**Problem to work on:**
Quote word for word everything from the line containing "(a) Identify the spruce" down to the line containing "[315, 609, 351, 638]", including both of those lines.
※ ※ ※
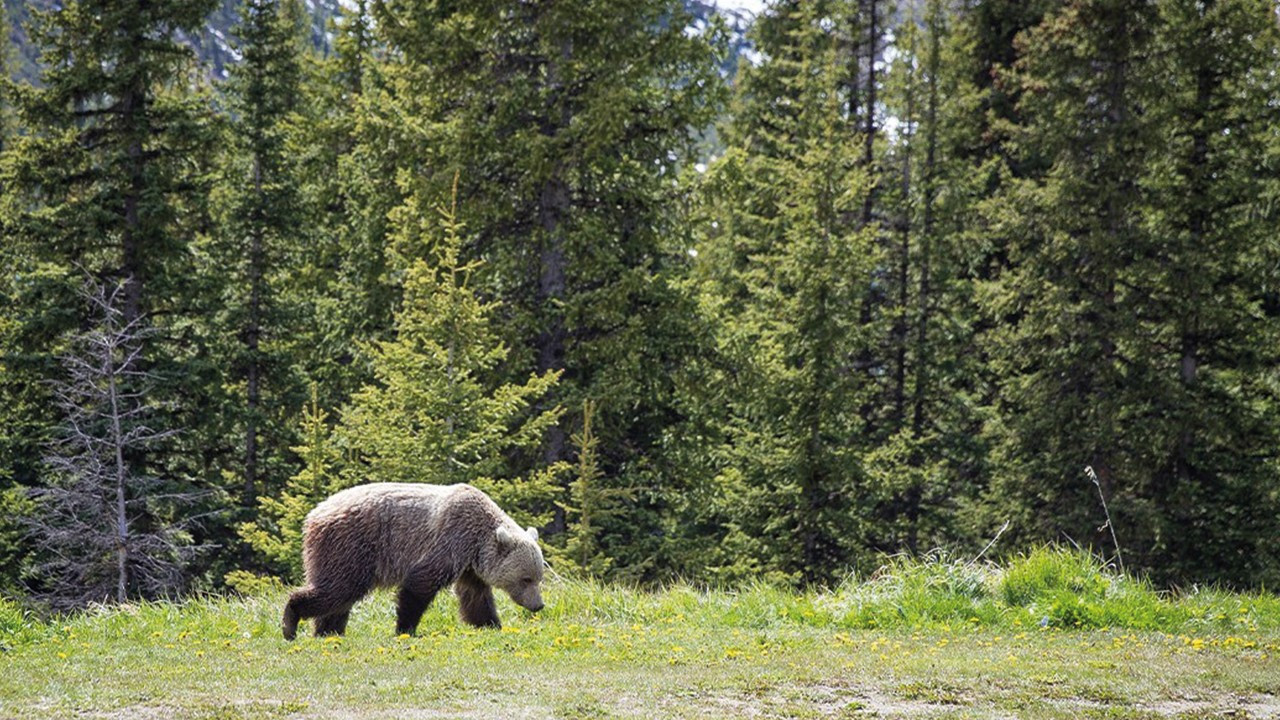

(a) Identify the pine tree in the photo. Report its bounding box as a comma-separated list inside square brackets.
[374, 0, 719, 577]
[28, 281, 202, 609]
[338, 181, 564, 523]
[1121, 0, 1280, 584]
[218, 0, 310, 506]
[238, 384, 342, 582]
[564, 400, 632, 578]
[698, 3, 881, 583]
[0, 0, 212, 589]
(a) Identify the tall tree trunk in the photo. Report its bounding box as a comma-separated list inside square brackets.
[104, 333, 129, 602]
[892, 25, 915, 430]
[861, 0, 879, 227]
[906, 0, 942, 555]
[535, 38, 572, 533]
[1174, 0, 1219, 484]
[244, 150, 265, 507]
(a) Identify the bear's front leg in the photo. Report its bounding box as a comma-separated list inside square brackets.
[396, 562, 453, 635]
[315, 610, 351, 638]
[453, 570, 502, 628]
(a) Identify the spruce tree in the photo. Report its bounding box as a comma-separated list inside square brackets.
[215, 0, 311, 506]
[0, 0, 212, 589]
[374, 0, 719, 577]
[337, 184, 564, 523]
[696, 3, 883, 583]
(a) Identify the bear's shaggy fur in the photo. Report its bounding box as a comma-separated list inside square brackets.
[282, 483, 543, 639]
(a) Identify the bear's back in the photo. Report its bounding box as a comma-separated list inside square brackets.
[303, 483, 506, 585]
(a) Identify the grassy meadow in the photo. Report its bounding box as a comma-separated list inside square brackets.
[0, 550, 1280, 720]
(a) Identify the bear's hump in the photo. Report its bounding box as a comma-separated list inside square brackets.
[306, 483, 481, 524]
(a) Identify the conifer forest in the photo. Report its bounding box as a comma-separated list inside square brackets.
[0, 0, 1280, 609]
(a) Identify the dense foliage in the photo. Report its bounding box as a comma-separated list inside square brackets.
[0, 0, 1280, 597]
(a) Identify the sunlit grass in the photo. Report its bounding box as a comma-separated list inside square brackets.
[0, 551, 1280, 719]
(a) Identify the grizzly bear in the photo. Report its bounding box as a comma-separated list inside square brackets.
[282, 483, 543, 641]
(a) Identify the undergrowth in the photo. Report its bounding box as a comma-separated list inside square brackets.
[0, 548, 1280, 652]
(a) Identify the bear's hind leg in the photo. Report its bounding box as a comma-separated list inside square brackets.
[280, 583, 369, 641]
[453, 570, 502, 628]
[315, 609, 351, 638]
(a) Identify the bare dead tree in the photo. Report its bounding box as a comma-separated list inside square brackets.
[28, 274, 198, 610]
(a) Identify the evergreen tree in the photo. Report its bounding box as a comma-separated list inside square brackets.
[374, 0, 719, 577]
[698, 3, 881, 583]
[338, 183, 564, 521]
[980, 0, 1156, 556]
[0, 0, 215, 589]
[215, 0, 310, 506]
[235, 384, 342, 582]
[1117, 0, 1280, 584]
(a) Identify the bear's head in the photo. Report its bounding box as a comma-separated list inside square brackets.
[480, 524, 544, 612]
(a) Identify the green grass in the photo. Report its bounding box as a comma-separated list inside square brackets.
[0, 551, 1280, 720]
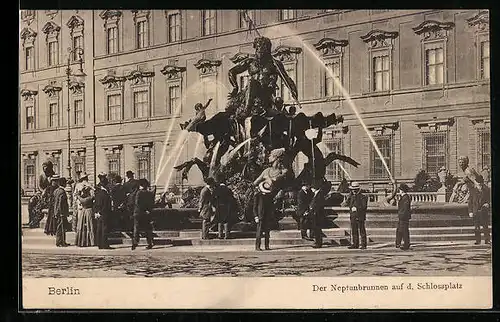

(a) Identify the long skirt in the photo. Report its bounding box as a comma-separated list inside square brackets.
[75, 208, 95, 247]
[45, 205, 57, 236]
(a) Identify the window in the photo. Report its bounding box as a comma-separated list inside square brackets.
[106, 27, 118, 54]
[477, 129, 491, 169]
[134, 91, 149, 118]
[25, 47, 35, 70]
[74, 100, 84, 125]
[325, 58, 340, 97]
[425, 48, 444, 85]
[239, 10, 255, 28]
[279, 64, 295, 102]
[137, 157, 151, 181]
[108, 157, 120, 174]
[167, 85, 180, 115]
[21, 10, 35, 19]
[24, 162, 36, 189]
[26, 105, 35, 130]
[108, 94, 122, 121]
[202, 10, 216, 36]
[280, 9, 295, 20]
[49, 103, 59, 127]
[481, 41, 490, 79]
[324, 138, 343, 181]
[73, 157, 85, 175]
[373, 55, 390, 92]
[168, 13, 181, 42]
[370, 135, 392, 178]
[73, 35, 83, 61]
[48, 41, 59, 66]
[423, 133, 447, 175]
[136, 20, 148, 48]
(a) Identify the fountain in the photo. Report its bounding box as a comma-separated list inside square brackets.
[174, 36, 359, 221]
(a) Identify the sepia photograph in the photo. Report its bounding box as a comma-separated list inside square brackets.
[18, 9, 492, 309]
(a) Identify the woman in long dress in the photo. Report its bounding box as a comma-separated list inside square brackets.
[75, 186, 95, 247]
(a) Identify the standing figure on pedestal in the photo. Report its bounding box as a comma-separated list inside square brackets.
[474, 176, 491, 245]
[396, 183, 411, 250]
[297, 181, 314, 239]
[458, 156, 482, 226]
[180, 99, 212, 131]
[309, 179, 332, 248]
[346, 182, 368, 249]
[94, 173, 112, 249]
[253, 149, 288, 251]
[51, 175, 69, 247]
[198, 177, 216, 239]
[132, 178, 154, 250]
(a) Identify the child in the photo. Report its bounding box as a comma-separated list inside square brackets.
[180, 99, 212, 131]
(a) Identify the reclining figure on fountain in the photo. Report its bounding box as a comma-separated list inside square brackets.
[174, 37, 359, 218]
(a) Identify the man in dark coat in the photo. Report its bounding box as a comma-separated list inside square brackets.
[474, 176, 491, 245]
[52, 175, 69, 247]
[297, 182, 313, 239]
[123, 170, 139, 233]
[94, 173, 112, 249]
[214, 176, 236, 239]
[309, 179, 332, 248]
[396, 183, 411, 250]
[198, 177, 216, 239]
[346, 182, 368, 249]
[132, 179, 154, 250]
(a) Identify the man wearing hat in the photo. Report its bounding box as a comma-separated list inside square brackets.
[51, 175, 69, 247]
[198, 177, 216, 239]
[297, 181, 314, 239]
[71, 172, 90, 231]
[132, 178, 154, 250]
[396, 183, 411, 250]
[346, 182, 368, 249]
[253, 148, 288, 251]
[94, 172, 112, 249]
[309, 179, 332, 248]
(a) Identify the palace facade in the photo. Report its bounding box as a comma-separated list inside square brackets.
[19, 9, 491, 193]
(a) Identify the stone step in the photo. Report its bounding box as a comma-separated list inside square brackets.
[368, 232, 475, 243]
[191, 237, 349, 248]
※ ※ ※
**Solution below:**
(a) Identify the spruce tree in the photo. Report its bounding box as a comma-separated list inside square brackets.
[215, 0, 311, 506]
[0, 0, 212, 589]
[374, 0, 719, 577]
[337, 184, 564, 523]
[696, 3, 883, 583]
(a) Identify the bear's shaggy fur in the photo. Report its bounding box as a comma-separated list inside square brackets.
[282, 483, 543, 639]
(a) Identify the bear's back in the photo. Report its bounding box as a comma-separated list inside square brackets.
[303, 483, 506, 585]
(a) Identify the grassy meadow in the photo. Report its bounding box as a comma-separated list inside square brackets.
[0, 550, 1280, 720]
(a) Identify the bear's hump in the photo. Report its bounding box as a comma-separated list inside square brackets.
[306, 483, 481, 524]
(a) Identify the conifer forest in the photo. Report its bounding box as a comma-separated list inside square brackets.
[0, 0, 1280, 609]
(a) Identify the dense foliage in the photo. Report its bounding box as a comma-separated list inside square brackets.
[0, 0, 1280, 597]
(a) Identify the sunlit grass in the photo. Report its bounding box as a comma-separated list inside square brackets.
[0, 551, 1280, 719]
(a) Identify the grizzly bear in the photo. Report its bounding box as a comma-separated list inside square brackets.
[282, 483, 543, 641]
(a) Identify the undergrowth in the photo. Report its bounding box as a comma-separated list inside square brackets.
[0, 548, 1280, 652]
(a) Identify the bear's hind leg in the photo. Report its bounding box as a comma-separated list inside square brackets.
[280, 583, 369, 641]
[453, 570, 502, 628]
[315, 609, 351, 638]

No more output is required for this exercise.